> Goal of the exercise
Both the line containing "the entrance door." and the last line of the listing are included: write out exactly the lines from one to the other.

> Raw records
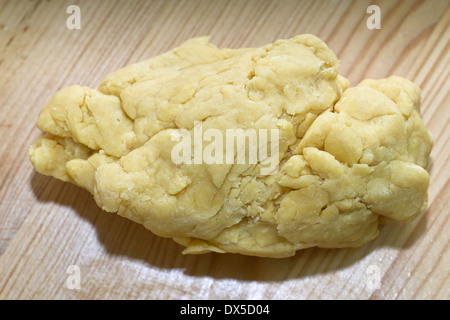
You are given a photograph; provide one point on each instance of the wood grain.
(47, 225)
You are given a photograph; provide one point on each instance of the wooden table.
(46, 225)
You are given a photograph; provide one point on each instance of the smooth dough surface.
(350, 158)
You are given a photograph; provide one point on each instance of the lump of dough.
(349, 158)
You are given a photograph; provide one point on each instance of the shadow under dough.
(122, 237)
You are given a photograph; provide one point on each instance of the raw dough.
(350, 158)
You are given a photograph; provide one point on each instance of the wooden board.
(47, 225)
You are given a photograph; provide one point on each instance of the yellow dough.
(349, 158)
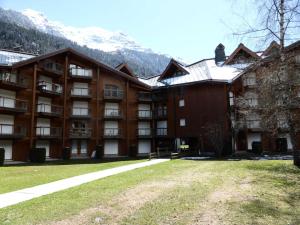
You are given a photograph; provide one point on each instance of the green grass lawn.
(15, 177)
(175, 192)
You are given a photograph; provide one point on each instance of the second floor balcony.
(81, 73)
(77, 92)
(80, 113)
(53, 68)
(144, 132)
(48, 132)
(13, 105)
(161, 132)
(49, 88)
(110, 113)
(13, 80)
(80, 133)
(49, 110)
(111, 133)
(144, 114)
(111, 94)
(10, 131)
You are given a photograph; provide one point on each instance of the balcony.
(144, 97)
(81, 73)
(9, 131)
(112, 133)
(161, 113)
(53, 68)
(113, 94)
(144, 114)
(49, 110)
(161, 132)
(110, 113)
(48, 132)
(13, 81)
(12, 105)
(249, 124)
(80, 133)
(81, 92)
(144, 132)
(80, 113)
(49, 88)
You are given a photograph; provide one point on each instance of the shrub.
(38, 155)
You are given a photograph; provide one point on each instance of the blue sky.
(188, 29)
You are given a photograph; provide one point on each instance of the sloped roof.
(241, 47)
(84, 57)
(204, 70)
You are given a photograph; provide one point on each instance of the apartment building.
(66, 99)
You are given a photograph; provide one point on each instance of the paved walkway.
(16, 197)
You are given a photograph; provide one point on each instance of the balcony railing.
(50, 88)
(12, 104)
(112, 113)
(144, 132)
(161, 113)
(145, 96)
(144, 114)
(81, 73)
(113, 94)
(81, 92)
(48, 132)
(12, 131)
(80, 112)
(112, 133)
(12, 79)
(161, 131)
(80, 133)
(249, 124)
(53, 67)
(49, 109)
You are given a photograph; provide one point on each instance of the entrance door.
(79, 147)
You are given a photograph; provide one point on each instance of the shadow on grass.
(73, 162)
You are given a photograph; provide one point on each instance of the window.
(182, 122)
(181, 103)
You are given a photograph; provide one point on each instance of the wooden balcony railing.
(48, 132)
(53, 67)
(78, 133)
(144, 114)
(12, 131)
(110, 113)
(161, 131)
(14, 80)
(81, 73)
(113, 94)
(51, 88)
(49, 109)
(11, 104)
(81, 92)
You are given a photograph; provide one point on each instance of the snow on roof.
(205, 70)
(9, 57)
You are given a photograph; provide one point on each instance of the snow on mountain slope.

> Response to this exercise
You are given a photograph; provide one point on each instance of the entrance door.
(79, 147)
You are given a photograph; provide one point on each instance of the shadow on grass.
(73, 162)
You are given a photograph; provide one point on each instance of the window.
(182, 122)
(181, 103)
You are given a photograph; provide one point on each instance of the wooden balcony railing.
(48, 132)
(53, 67)
(78, 133)
(144, 114)
(12, 131)
(110, 113)
(161, 131)
(14, 80)
(81, 73)
(113, 94)
(51, 88)
(49, 109)
(11, 104)
(81, 92)
You are given a photograph; provide one point on each instance of the snow on roof.
(205, 70)
(9, 57)
You are given a photograph; provide one point on each instance of the snow on mountain slope.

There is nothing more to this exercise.